═══ SUPPLIED DATA ═══
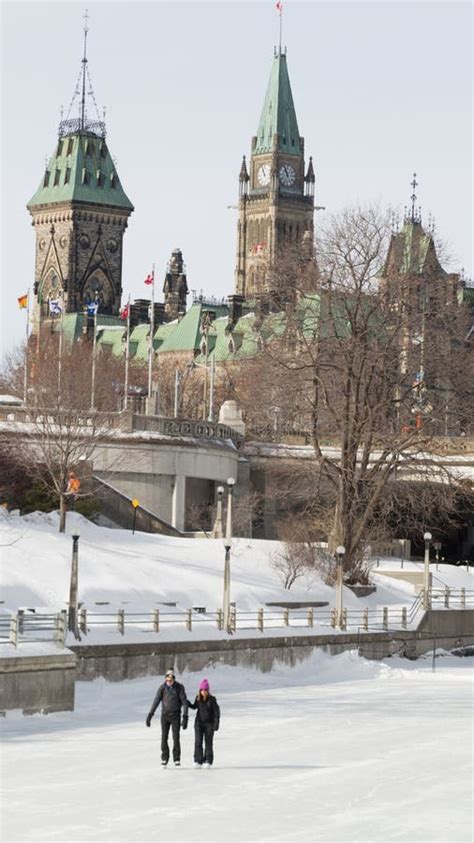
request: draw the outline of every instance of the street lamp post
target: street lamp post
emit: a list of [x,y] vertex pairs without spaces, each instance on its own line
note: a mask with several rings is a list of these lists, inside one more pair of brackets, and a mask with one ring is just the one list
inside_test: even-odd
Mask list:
═══
_TASK OBJECTIVE:_
Copy every record exactly, without the pictures.

_OUTPUT OF THE EXERCISE:_
request: draw the outline of every instance of the street lamp post
target: street lamp post
emit: a list of [x,y] vertex pairs without spaces, each instance on its own line
note: a mask with several rings is a list of these lists, inside one more pair of brackets, and a mask with one ring is just the one list
inside_test: even-odd
Mask list:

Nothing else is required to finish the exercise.